• **INSTRUCTIONS TO FOLLOW**: Please output the records below in full, exactly as given, but without the images.
• • • • • • •
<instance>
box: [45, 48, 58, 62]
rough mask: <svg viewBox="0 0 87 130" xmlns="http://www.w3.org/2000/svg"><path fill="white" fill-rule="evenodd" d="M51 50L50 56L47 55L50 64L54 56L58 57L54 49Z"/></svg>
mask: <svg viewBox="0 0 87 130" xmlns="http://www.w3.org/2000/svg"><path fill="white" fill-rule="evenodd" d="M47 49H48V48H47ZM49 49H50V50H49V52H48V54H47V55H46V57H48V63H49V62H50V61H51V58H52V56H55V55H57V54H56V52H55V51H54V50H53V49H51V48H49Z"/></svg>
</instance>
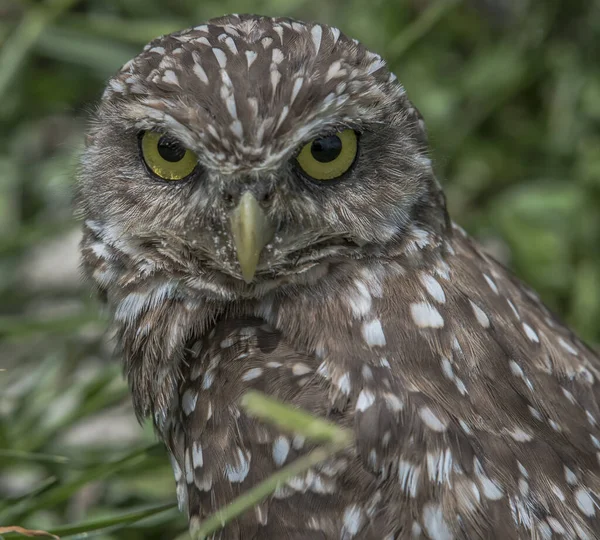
• • • • • • •
• **TASK RESPONSE**:
<instance>
box: [45, 48, 58, 62]
rough mask: <svg viewBox="0 0 87 130" xmlns="http://www.w3.org/2000/svg"><path fill="white" fill-rule="evenodd" d="M51 50L50 56L47 55L50 64L54 56L58 57L54 49Z"/></svg>
mask: <svg viewBox="0 0 87 130" xmlns="http://www.w3.org/2000/svg"><path fill="white" fill-rule="evenodd" d="M47 49H48V48H47ZM49 49H50V50H49V52H48V54H47V55H46V57H48V63H49V62H50V61H51V58H52V56H55V55H57V54H56V52H55V51H54V50H53V49H51V48H49Z"/></svg>
</instance>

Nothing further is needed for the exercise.